Female Trouble

Larger than life and impossible to ignore, teenager Dawn Davenport was always destined to become the epitome of female trouble, smoking in the school toilets, eating in class, lying to her teachers, held in detention and causing havoc on Christmas morning when her parents fail to give her the gift she craved.

“Nice girls don’t wear cha-cha heels,” they tell her in an attempt at consolation, but Dawn’s temper will not be tamed, running from the house and ending up on her back in a ditch by the road with a man named Earl Peterson. It’s wasn’t an immaculate conception and it won’t be a divine birth, nor is Dawn the mothering type, and unsurprisingly Taffy turns out as a child who bites, screams and tortures her mother.

Leaving Taffy chained to the iron bedstead in the attic, Dawn’s life is built around petty crime and her trips to the Lipstick Beauty Salon where she is groomed by Donald and Donna Dasher who see her potential as “a glamorous guinea pig” for their experiment combining beauty and crime that will see Dawn an accomplice to kidnapping and the perpetrator of murder, ultimately on trial for her life even as her fame and notoriety soar.

A moral reversal, a celebration of the superficial and the abhorrent, of cruelty and selfishness, who else could have penned Female Trouble but the great John Waters, describing it as his favourite of his many collaborations with the iconic Divine who stars as both Dawn Davenport across the decade over which the film takes place and as Earl Peterson, derelict father of her spiteful child.

Presented as a 4K digital restoration for the Criterion Collection, Female Trouble was originally released in 1974 as the follow up to Waters’ deliberately confrontational Pink Flamingos and is considerably tamer, consciously moving away from sensationalism to a narrative form which harks back to the cinema of Waters’ youth, the matriarchal melodramas of Douglas Sirk, though of course with Divine as a unique protagonist.

• **Exercise requirements**:
1. In the Female Trouble review, shorten the paragraph that begins "Leaving Taffy chained to the iron bedstead" and keep its main facts.
2. Supply the next part of the Female Trouble review, picking up after its final sentence.
The entries below this point come from a different source than the text.

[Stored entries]

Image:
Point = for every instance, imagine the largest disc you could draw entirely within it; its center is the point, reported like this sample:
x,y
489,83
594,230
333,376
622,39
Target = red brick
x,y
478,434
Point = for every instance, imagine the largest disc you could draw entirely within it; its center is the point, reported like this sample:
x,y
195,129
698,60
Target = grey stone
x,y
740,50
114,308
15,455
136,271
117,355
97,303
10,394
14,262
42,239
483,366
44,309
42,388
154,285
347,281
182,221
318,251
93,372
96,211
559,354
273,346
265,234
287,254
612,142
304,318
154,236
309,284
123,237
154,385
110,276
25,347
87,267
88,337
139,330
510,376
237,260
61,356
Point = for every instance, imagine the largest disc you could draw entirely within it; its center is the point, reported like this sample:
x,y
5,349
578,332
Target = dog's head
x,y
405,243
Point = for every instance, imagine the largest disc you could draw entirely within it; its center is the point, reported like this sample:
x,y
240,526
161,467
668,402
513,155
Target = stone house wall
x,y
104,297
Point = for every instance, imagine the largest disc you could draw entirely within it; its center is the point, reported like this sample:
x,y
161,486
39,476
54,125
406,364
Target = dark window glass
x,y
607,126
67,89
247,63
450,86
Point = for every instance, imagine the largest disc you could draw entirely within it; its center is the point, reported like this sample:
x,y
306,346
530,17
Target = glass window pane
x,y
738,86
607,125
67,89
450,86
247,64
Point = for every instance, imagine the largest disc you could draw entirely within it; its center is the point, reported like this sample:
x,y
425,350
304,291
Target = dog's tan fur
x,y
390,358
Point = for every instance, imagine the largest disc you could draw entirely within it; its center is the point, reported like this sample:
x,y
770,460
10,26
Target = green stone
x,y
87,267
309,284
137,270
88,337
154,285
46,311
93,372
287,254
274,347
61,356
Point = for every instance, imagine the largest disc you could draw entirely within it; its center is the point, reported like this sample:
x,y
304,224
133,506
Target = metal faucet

• **Answers to each task**:
1. Leaving Taffy chained to the attic bedstead, Dawn lives by petty crime and visits to the Lipstick Beauty Salon. There Donald and Donna Dasher groom her as "a glamorous guinea pig" for an experiment combining beauty and crime. It makes her an accomplice to kidnapping and a murderer, and she ends up on trial for her life as her fame and notoriety soar.

2.
One of Waters’ first films to be made with an actual crew, Female Trouble was his first step towards what would eventually lead to his “mainstream” films a decade, though that is of course a relative term, and features many of the themes that persist in those later films, the nostalgia of Hairspray and Cry-Baby, the courtroom drama of Serial Mom, the willingness to sacrifice for one’s art and the belief that only what is caught on camera is real which defined Cecil B Demented and the exhibitionism of A Dirty Shame.

Giving a performance of sass, sleaze and absolute conviction, Divine confirms his stature as unique star and an absolute professional, performing his own stunts including trampoline backflips and wading through a freezing river, all in the costumes and make up designed by Waters regular Van Smith which include a translucent wedding dress and a sequinned jumpsuit.

As would be expected, the Criterion edition of Female Trouble is a full bowl of spaghetti with deleted footage which manages to convey the joy of the shoot even though it contains only one full scene of significance, a commentary recorded by Waters in 2004, a new conversation with Waters about the film, an enlightening interview with Hilary Taylor who played the young Taffy and archive material from a variety of sources featuring Waters, Divine, Smith, Mink Stole, Mary Vivian Pearce and others.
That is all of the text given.